Task requirements:
Put the lines below into a numbered list, starting at the line that contains "Reviewer note: check that each instance of the orange salmon" and ending at the line that contains "[[220, 466]]". Include both of those lines and omit any blank lines.

■ ■ ■

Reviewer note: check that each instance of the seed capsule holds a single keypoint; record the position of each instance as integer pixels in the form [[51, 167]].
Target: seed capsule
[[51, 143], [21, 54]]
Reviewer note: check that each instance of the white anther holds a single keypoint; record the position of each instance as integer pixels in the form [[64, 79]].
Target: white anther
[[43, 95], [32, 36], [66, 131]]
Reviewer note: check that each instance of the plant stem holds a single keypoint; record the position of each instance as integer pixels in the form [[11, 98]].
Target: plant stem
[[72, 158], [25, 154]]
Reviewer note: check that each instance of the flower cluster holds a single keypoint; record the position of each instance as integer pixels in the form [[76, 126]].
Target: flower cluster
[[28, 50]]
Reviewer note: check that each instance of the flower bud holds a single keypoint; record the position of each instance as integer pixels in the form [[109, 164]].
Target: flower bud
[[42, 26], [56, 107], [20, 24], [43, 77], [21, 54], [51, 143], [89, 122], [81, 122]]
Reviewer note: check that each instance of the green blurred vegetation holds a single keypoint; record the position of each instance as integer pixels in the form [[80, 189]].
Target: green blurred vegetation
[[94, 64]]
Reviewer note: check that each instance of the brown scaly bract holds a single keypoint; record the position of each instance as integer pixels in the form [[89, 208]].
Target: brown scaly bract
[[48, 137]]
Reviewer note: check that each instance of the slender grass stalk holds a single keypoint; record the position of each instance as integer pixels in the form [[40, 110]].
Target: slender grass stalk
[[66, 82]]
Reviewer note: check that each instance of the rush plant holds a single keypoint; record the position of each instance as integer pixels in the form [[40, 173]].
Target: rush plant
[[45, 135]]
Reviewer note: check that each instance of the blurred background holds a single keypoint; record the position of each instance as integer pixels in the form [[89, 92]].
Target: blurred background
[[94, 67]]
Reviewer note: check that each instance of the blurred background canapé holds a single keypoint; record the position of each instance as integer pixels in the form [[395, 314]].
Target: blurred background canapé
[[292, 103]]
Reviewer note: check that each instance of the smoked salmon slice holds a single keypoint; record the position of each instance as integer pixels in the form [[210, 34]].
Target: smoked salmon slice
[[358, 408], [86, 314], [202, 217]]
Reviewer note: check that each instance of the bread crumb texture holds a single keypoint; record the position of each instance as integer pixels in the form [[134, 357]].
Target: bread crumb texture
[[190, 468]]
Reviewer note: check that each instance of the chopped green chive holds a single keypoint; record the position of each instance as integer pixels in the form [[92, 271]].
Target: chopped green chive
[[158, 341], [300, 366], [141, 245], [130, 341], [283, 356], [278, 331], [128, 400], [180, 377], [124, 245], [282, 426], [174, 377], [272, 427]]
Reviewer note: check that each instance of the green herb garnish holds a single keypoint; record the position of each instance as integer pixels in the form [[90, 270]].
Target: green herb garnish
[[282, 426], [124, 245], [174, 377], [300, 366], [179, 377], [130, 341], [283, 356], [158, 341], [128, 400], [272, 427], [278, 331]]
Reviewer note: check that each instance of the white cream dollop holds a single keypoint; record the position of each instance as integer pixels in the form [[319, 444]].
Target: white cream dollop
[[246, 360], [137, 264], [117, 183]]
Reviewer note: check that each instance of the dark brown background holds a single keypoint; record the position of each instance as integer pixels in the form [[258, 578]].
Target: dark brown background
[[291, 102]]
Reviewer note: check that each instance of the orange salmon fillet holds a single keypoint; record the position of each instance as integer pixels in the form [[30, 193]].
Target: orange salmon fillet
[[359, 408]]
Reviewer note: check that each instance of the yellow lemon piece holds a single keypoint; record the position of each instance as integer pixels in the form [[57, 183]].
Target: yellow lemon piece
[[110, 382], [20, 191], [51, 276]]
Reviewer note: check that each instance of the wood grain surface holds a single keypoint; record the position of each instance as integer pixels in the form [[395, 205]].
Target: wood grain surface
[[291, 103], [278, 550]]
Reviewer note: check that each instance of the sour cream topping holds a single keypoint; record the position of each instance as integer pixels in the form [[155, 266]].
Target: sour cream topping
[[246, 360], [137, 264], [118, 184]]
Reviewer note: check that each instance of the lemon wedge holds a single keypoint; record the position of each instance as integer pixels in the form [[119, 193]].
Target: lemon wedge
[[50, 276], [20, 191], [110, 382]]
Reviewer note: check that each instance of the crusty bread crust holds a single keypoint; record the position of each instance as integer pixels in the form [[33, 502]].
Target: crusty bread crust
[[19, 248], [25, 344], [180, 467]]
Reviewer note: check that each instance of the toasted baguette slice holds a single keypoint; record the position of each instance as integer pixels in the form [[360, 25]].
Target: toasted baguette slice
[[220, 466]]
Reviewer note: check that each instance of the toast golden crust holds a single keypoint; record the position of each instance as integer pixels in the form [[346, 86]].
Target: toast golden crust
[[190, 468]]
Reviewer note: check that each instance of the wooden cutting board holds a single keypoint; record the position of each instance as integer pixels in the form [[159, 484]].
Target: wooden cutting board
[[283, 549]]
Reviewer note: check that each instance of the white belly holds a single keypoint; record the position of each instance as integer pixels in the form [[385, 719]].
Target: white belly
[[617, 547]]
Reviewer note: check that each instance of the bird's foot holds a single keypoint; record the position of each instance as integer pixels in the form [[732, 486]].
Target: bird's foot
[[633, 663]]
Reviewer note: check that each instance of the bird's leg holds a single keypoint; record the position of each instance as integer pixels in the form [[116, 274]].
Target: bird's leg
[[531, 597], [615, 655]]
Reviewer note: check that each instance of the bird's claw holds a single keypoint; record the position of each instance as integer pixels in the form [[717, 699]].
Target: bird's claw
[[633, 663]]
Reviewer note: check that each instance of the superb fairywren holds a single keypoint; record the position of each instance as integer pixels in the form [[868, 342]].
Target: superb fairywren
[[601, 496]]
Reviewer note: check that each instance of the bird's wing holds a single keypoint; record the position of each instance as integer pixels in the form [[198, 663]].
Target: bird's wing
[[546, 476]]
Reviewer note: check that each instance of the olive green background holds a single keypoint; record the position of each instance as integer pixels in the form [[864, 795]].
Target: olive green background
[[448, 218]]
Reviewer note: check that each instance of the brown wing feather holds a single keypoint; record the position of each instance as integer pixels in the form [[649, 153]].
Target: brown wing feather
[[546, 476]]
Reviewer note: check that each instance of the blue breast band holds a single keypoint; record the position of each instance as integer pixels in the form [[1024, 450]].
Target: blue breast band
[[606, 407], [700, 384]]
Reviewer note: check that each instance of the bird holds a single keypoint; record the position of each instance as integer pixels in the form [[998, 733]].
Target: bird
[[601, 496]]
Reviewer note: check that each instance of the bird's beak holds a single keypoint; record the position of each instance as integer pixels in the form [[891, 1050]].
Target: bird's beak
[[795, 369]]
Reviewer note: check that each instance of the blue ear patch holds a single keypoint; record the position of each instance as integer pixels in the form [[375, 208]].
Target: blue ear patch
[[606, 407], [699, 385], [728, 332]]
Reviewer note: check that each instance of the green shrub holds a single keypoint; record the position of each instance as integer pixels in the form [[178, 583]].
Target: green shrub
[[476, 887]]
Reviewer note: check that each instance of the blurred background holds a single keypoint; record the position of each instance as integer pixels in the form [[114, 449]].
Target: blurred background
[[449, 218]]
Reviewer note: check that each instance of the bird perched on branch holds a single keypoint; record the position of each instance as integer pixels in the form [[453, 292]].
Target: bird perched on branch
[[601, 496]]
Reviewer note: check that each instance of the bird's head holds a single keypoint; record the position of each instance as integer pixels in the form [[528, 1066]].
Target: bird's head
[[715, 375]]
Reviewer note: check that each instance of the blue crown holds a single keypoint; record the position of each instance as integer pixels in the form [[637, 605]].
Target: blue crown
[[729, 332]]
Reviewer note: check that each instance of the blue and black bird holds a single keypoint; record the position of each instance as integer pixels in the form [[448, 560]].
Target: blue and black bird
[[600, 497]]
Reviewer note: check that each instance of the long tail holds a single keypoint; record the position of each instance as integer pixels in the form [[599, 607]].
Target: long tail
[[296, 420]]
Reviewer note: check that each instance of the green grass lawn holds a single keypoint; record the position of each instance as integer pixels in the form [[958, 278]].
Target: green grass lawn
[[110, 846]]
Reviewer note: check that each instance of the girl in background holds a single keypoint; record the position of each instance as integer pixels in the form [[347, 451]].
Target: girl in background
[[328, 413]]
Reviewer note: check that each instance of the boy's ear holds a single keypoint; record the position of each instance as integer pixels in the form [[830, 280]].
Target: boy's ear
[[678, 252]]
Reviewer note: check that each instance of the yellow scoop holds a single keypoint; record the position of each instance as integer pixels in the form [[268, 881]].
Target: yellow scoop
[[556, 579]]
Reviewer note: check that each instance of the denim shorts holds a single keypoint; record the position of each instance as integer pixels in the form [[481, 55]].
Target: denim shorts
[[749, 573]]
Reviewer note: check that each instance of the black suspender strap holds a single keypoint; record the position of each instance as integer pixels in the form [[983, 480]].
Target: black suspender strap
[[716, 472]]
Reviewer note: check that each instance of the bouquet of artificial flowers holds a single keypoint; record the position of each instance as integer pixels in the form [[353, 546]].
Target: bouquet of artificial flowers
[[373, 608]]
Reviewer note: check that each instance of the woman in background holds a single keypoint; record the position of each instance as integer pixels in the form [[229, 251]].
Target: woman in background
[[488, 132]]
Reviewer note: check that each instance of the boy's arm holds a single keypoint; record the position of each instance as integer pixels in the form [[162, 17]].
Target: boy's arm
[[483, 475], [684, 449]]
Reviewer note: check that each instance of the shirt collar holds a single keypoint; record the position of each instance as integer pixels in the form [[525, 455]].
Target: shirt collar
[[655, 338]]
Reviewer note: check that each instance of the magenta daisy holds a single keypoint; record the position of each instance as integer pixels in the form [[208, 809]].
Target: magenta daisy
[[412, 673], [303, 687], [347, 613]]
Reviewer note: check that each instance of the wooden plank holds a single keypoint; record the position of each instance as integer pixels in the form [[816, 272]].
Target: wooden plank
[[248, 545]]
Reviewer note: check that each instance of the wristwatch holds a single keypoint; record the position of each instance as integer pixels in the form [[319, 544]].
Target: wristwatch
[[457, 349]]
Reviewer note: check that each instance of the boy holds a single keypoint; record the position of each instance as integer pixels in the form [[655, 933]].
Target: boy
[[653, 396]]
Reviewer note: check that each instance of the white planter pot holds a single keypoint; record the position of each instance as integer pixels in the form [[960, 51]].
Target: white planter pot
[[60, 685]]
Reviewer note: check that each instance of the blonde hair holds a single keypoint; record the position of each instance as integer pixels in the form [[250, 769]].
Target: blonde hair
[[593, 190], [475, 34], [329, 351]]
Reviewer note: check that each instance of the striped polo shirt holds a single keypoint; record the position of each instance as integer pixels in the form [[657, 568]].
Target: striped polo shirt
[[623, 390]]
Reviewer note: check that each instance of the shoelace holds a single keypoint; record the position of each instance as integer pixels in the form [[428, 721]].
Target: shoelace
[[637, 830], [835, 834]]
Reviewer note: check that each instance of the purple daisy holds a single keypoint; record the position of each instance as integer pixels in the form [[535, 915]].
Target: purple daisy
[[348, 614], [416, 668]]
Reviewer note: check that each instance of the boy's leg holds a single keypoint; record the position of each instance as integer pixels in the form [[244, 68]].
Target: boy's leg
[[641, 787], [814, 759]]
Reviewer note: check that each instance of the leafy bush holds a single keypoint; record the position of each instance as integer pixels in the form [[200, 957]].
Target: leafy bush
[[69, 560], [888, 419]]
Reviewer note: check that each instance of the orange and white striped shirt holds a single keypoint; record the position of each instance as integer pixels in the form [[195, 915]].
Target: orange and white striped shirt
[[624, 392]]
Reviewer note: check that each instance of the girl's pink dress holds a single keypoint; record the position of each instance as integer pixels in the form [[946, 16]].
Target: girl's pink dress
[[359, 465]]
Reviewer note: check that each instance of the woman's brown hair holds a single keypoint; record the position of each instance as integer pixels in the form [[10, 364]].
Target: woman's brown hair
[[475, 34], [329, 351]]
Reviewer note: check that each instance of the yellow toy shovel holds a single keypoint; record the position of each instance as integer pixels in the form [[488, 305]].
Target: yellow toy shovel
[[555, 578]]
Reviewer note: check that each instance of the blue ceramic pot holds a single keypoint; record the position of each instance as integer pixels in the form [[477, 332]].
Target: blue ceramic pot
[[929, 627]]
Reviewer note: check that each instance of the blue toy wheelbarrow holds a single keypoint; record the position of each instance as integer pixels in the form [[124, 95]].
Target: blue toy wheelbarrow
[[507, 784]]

■ ■ ■

Full answer:
1. Reviewer note: check that each instance of the orange salmon fillet holds a single keypoint; record the position of each instance as integer pixels in the form [[30, 193]].
2. Target: orange salmon fillet
3. [[359, 408]]
4. Reviewer note: check that each instance of the yellow lemon piece holds a single keypoint; record the position of each instance as integer pixels in the form [[57, 183]].
5. Target: yellow lemon piece
6. [[110, 382], [20, 191], [51, 276]]
7. Reviewer note: check that each instance of the wood grain surface holds a single keypoint; record the position of each instance as integer pixels in the form [[395, 205]].
8. Target: wood grain surface
9. [[291, 103], [278, 550]]
10. Reviewer note: check that each instance of the sour cream topping holds a single keypoint; record the position of each instance as integer pixels in the form [[155, 266]].
11. Target: sour cream topping
12. [[246, 360], [137, 264], [118, 184]]
13. Reviewer note: check that each instance of the lemon wedge holds a single keypoint; record the position of each instance as integer pixels in the form [[119, 193]].
14. Target: lemon wedge
15. [[50, 276], [20, 191], [110, 382]]
16. Reviewer note: check that each instance of the crusty bread crust holds a single keypoint; record the position of each instance as integer pixels in the form [[33, 502]].
17. Target: crusty bread crust
18. [[19, 248], [25, 344], [180, 467]]
19. Reviewer note: check that each instance of the toasted baguette slice holds a single keypoint; record the position of each instance as integer pixels in the form [[360, 25]].
20. Target: toasted baguette slice
21. [[220, 466]]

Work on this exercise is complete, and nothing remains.